--- START ---
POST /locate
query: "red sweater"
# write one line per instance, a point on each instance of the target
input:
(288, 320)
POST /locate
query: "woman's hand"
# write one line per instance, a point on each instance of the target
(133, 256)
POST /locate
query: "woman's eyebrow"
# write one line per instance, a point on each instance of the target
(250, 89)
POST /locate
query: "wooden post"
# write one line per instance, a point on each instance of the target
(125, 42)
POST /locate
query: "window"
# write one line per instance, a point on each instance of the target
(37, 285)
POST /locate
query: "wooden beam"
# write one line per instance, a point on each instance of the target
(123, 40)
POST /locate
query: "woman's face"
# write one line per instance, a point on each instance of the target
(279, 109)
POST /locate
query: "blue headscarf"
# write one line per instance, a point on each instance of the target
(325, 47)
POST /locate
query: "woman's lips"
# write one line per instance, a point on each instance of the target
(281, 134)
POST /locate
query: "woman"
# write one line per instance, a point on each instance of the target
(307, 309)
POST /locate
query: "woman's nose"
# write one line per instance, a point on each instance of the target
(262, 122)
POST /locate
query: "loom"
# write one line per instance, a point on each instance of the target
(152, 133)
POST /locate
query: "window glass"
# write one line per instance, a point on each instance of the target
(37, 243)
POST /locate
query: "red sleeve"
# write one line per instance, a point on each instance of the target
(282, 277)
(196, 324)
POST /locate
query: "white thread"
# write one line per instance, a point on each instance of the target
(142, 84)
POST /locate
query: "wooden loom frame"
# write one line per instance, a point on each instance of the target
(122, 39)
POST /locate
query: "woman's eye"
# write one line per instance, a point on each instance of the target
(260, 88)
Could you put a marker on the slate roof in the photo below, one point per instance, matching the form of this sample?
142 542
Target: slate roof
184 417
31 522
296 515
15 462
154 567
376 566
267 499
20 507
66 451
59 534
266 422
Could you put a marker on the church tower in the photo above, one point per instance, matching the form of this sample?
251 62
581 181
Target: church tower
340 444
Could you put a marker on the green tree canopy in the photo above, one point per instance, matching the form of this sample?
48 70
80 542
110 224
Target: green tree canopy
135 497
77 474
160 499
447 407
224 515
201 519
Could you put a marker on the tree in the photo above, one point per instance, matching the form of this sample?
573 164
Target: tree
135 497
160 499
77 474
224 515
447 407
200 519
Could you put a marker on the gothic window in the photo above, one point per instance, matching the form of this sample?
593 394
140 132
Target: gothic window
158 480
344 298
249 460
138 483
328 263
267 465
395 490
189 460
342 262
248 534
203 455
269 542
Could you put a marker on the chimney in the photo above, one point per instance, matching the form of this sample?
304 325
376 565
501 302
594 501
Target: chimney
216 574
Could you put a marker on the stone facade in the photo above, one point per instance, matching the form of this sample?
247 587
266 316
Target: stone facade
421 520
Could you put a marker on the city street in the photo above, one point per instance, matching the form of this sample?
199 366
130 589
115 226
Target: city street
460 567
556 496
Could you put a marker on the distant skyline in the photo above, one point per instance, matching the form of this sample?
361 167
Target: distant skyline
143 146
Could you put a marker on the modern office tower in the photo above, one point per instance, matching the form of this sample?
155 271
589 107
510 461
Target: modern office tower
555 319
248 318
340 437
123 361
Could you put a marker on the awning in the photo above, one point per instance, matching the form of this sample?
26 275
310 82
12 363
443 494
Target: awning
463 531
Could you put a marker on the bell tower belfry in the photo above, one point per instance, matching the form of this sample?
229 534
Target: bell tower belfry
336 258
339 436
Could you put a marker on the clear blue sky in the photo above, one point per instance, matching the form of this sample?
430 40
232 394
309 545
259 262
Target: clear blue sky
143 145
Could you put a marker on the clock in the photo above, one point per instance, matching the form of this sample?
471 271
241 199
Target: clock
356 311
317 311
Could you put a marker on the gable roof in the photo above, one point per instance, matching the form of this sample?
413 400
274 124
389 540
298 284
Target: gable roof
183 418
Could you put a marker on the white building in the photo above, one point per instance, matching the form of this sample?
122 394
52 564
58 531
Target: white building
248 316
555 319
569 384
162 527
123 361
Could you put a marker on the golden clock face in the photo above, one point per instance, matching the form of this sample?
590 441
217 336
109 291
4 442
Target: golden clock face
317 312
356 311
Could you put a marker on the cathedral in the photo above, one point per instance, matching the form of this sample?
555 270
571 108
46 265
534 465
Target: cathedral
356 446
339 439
--- END ---
- What the task asks: The lines you need are those containing "woman"; find them in the records and copy them.

- Response:
query: "woman's hand"
query: "woman's eyebrow"
query: "woman's face"
query: "woman's lips"
query: "woman"
query: "woman's nose"
query: "woman's eye"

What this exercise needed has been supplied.